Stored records
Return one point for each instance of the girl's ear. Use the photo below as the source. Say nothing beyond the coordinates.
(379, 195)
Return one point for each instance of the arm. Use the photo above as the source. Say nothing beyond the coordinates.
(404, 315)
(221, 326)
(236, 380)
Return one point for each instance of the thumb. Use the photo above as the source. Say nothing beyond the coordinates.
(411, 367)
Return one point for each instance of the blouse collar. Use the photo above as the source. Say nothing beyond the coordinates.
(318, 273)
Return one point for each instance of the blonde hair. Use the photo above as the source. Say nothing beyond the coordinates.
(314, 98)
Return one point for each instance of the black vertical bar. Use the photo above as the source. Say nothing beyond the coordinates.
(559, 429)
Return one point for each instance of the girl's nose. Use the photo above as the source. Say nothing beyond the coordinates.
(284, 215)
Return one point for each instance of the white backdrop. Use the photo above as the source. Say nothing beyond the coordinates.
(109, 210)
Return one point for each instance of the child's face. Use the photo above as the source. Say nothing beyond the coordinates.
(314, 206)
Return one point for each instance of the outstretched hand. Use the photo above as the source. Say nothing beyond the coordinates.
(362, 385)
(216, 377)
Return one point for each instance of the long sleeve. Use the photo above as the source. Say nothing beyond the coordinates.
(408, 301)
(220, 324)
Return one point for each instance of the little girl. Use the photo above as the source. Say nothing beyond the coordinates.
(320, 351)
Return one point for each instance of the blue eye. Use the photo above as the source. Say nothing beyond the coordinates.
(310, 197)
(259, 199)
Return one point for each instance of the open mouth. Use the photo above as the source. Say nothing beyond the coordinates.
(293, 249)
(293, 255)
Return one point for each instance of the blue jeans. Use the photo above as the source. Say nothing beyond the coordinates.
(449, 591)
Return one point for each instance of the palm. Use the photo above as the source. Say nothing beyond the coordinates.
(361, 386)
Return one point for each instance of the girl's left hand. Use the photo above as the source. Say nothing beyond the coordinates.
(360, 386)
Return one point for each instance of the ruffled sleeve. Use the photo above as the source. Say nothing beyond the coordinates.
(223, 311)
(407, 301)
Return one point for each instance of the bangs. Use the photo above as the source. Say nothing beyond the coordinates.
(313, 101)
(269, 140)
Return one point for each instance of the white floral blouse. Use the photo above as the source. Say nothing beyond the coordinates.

### SHORT EXERCISE
Rewrite every line from the one that contains "Return one point for each instance of the bangs." through the end of the stored records. Keep the wording unchanged, but scale each coordinate by 0.3 and round it to a whole number, with halves rounded up.

### SOLUTION BELOW
Return one point for each instance of the bangs. Use the photo above as the source. Say nothing beyond the coordinates.
(94, 30)
(81, 42)
Return one point for each instance of the white floral blouse. Use the photo above as the source. Say nothing beyond the coordinates.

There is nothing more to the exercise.